__Prompt 1__
In the post about downtown Buffalo, condense the paragraph that opens "There are myriad problems with downtown" into a short bulleted list that retains its main points.
__Prompt 2__
According to the post about downtown Buffalo, what sales tax rate would businesses outside the proposed zone still have to charge?

--- Start Extracted text ---

Yesterday, I posted about the Partnership for Public Space’s Tuesday presentation, which I found to be largely based on supposition, incomplete, and improperly presented to the assembled audience. I can’t believe the ECHDC spent money on that, and all to shut a couple of loudmouths up.

A camel is a horse designed by committee, so while it’s nice that we crowdsource the 9,000th iteration of what the waterfront should be, we need a real solution to downtown’s problems. The central business district is a wasteland. We’re now talking about creating a new little shopping district at the foot of Main Street out of whole cloth. But even if we build it, how do you ensure that they come, and that it’s sustainable? Just being there for when hockey or lacrosse games get out isn’t enough. Just being there in nice weather isn’t enough.  It has to be something people want to come to, and people want to return to.

In an economically depressed and shrinking town where entrepreneurship is sorely needed – especially among disadvantaged populations – we can turn downtown Buffalo into something attractive not by centrally planning a waterfront, or doing a 2011 version of what really amounts to 50s era urban renewal. Two votes and a stroke of a pen is all that’s needed.

The area outlined in red ought to be designated a special economic zone. And yes, I use that term specifically to liken it to what China has done to help build and modernize its industry.

Frankly, I wouldn’t be opposed to all of Erie and Niagara Counties being designated special economic zones, but for the purposes of this argument, I’m just focusing on what should be Buffalo’s downtown commercial core.

There are myriad problems with downtown and planning that need to be addressed – above all, modernization and coordination of parking that is relegated to ramps and underground lots. Every parcel within that red zone that isn’t built on should be shovel-ready land. The zoning code should require parking for new development to be adequate and hidden. This means extra cost, but the benefits of locating to the special economic zone means lower taxes and streamlined regulatory processes.

Within the zone, the county and state would waive their respective sales taxes.  That means businesses outside the zone would still have to charge 8.75% on purchases, while businesses within the zone would be tax-free.  It’d be like all of downtown being a duty-free shop.

--- End Extracted text ---
--- Start Entries provided ---

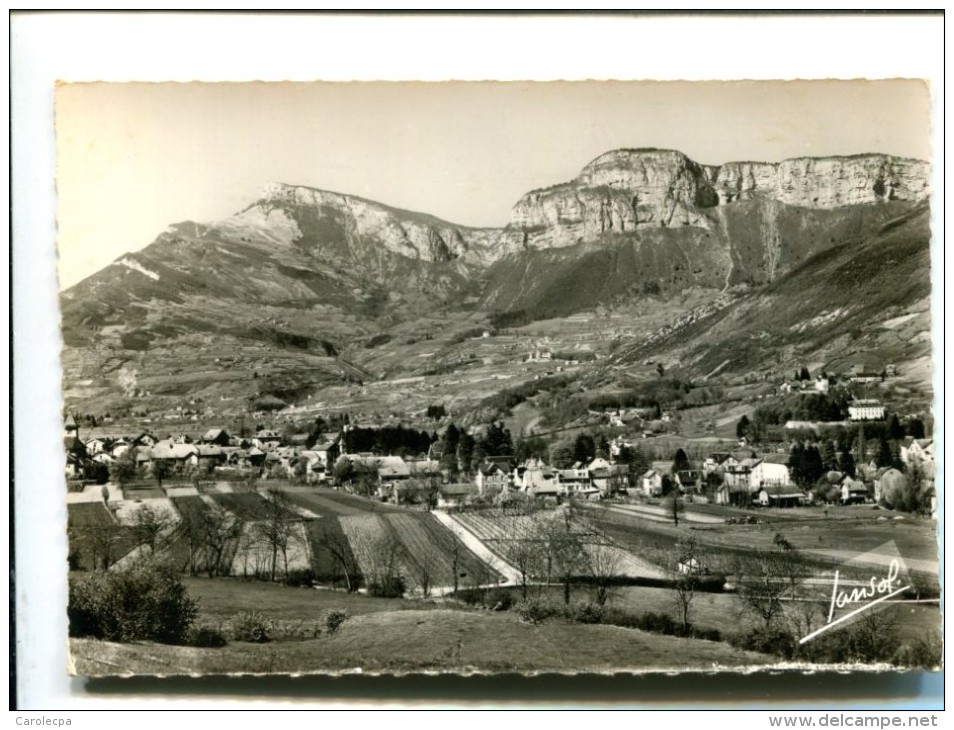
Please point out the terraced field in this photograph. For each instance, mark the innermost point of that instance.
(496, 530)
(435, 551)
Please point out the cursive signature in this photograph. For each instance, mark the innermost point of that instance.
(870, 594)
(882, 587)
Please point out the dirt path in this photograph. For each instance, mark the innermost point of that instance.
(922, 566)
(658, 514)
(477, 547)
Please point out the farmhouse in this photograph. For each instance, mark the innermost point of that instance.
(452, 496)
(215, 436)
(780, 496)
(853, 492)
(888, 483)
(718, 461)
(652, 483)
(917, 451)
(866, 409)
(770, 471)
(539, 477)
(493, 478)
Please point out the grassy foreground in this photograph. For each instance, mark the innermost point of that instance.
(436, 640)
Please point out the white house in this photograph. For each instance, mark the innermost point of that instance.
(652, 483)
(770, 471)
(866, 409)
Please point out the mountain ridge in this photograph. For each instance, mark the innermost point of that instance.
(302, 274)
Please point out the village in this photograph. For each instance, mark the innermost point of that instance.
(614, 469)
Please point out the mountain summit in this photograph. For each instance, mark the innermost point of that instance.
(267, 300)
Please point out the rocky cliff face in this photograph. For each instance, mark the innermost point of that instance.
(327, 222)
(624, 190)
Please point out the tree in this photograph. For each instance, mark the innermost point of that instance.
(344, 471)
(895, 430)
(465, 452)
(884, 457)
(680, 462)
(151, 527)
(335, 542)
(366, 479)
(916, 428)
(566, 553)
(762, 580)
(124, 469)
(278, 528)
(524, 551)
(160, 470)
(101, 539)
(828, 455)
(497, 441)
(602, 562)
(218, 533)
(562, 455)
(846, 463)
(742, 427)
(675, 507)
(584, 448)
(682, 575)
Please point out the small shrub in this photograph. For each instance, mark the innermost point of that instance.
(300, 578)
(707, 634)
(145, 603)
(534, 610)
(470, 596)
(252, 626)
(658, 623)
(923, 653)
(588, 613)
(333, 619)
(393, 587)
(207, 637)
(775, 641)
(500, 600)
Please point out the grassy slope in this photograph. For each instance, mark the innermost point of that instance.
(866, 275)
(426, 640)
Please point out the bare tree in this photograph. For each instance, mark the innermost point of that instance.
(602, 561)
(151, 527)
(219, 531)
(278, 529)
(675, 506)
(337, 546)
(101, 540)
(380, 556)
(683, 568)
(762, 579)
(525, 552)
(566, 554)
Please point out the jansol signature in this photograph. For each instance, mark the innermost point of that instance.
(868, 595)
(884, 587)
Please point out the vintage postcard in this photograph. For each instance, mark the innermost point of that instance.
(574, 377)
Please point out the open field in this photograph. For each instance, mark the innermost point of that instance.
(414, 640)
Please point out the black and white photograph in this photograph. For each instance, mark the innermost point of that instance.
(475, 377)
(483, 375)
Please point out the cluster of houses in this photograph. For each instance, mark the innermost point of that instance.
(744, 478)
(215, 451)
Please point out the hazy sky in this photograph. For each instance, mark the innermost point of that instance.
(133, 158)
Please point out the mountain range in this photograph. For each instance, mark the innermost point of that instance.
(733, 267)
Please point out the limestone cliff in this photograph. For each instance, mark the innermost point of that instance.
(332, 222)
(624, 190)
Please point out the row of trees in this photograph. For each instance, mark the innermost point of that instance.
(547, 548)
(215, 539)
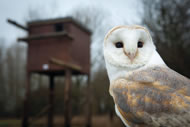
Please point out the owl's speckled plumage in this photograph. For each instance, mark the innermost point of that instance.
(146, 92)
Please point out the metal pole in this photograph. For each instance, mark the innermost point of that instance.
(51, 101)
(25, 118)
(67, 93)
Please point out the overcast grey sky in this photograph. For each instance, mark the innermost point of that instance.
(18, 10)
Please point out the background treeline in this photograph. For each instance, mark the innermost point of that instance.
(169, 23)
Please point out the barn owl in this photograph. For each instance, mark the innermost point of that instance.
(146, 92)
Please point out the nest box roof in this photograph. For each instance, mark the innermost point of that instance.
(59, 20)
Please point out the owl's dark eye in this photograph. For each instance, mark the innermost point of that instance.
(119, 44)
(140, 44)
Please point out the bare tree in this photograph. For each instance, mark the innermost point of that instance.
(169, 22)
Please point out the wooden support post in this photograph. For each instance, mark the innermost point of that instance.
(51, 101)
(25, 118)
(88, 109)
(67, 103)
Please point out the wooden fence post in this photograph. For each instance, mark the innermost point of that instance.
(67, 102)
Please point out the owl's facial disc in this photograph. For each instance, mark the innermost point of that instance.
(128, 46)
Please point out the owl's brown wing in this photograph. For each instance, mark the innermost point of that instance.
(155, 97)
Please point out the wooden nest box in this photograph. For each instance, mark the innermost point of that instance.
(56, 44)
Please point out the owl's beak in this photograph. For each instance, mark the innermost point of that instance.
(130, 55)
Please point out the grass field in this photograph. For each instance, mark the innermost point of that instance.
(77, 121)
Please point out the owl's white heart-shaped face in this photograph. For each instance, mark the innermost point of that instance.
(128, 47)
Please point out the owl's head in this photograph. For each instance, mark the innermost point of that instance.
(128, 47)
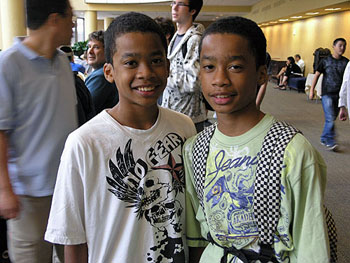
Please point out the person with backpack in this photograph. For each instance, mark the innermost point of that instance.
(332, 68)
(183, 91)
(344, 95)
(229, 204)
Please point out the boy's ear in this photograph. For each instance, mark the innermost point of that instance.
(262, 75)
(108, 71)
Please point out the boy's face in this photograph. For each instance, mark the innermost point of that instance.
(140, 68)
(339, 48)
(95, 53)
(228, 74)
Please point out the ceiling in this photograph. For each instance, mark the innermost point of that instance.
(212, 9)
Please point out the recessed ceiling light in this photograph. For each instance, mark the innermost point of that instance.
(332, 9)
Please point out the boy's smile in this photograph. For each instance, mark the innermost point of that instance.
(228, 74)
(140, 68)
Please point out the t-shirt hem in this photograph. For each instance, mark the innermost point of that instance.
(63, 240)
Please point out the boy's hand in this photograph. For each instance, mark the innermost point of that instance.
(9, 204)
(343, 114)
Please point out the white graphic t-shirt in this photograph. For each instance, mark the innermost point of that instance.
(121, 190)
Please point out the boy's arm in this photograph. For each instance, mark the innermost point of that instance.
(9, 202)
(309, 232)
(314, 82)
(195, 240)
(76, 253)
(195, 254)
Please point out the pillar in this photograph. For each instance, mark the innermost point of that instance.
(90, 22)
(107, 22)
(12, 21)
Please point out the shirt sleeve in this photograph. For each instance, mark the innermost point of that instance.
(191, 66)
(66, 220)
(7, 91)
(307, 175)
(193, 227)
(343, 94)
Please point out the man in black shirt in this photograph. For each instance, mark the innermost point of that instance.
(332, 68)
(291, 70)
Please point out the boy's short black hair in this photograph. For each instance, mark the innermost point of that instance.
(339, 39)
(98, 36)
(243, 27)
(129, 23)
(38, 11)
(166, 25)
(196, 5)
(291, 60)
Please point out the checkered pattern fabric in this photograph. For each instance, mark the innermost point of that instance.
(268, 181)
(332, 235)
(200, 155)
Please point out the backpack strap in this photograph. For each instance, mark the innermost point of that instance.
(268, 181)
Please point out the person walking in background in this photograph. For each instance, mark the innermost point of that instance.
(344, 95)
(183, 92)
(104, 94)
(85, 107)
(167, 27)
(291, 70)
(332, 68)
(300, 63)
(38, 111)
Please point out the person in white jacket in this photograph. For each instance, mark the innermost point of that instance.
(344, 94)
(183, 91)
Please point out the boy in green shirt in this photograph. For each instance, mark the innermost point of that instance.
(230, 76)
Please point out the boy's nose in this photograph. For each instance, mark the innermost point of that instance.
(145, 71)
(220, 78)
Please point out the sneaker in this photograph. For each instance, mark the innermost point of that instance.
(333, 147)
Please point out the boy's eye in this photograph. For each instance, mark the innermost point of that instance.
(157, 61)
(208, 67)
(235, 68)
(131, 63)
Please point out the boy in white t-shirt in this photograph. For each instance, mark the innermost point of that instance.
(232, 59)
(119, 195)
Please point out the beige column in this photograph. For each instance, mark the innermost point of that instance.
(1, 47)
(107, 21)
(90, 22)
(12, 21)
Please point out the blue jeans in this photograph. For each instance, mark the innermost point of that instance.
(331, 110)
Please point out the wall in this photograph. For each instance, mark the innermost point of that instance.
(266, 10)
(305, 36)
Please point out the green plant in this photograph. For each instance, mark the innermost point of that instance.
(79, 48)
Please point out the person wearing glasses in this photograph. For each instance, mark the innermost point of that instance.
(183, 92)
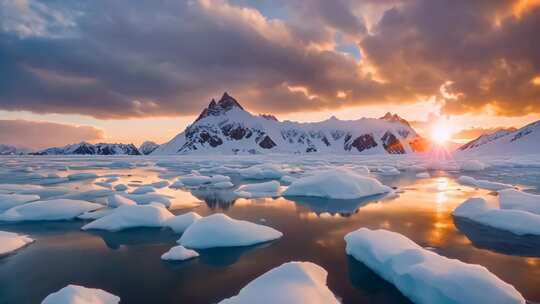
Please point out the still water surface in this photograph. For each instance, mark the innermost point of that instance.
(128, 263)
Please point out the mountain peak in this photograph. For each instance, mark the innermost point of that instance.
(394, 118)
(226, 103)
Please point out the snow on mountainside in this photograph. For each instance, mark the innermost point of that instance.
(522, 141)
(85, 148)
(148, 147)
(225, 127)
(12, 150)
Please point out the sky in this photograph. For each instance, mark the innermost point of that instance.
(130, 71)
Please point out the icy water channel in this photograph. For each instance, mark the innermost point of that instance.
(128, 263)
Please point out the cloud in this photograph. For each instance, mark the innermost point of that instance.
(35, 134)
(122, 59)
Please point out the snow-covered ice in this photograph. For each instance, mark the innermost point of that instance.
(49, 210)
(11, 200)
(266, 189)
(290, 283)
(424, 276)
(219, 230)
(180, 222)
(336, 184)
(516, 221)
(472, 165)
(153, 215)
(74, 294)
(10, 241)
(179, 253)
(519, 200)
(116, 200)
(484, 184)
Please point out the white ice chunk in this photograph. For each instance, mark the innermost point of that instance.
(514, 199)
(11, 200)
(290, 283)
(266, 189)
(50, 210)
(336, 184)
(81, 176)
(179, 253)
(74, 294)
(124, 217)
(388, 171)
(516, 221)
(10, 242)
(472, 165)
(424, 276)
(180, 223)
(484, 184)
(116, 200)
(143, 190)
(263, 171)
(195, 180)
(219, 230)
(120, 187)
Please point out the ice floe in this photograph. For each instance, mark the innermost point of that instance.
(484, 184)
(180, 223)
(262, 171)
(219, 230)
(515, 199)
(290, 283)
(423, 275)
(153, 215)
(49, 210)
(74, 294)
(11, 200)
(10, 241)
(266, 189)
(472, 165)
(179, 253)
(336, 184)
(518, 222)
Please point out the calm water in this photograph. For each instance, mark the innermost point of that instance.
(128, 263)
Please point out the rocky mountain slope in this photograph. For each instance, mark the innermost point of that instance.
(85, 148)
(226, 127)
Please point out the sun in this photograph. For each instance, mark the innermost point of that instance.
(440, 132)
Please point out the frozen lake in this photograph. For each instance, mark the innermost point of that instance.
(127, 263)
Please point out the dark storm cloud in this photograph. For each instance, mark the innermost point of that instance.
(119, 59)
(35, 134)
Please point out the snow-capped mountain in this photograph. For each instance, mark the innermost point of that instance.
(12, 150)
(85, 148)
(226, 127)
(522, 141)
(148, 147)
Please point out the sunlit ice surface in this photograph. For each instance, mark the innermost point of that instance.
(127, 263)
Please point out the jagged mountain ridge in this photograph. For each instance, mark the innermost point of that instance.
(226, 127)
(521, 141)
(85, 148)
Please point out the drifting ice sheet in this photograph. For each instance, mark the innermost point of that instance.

--- End Entries provided ---

__Problem solution 1__
- Downtown's foremost problem is parking, which is confined to ramps and underground lots and needs modernizing and coordinating.
- Every unbuilt parcel in the red zone should be shovel-ready land.
- The zoning code should require new development to provide adequate, hidden parking.
- This adds cost, but locating in the special economic zone brings lower taxes and streamlined regulatory processes.

__Problem solution 2__
8.75%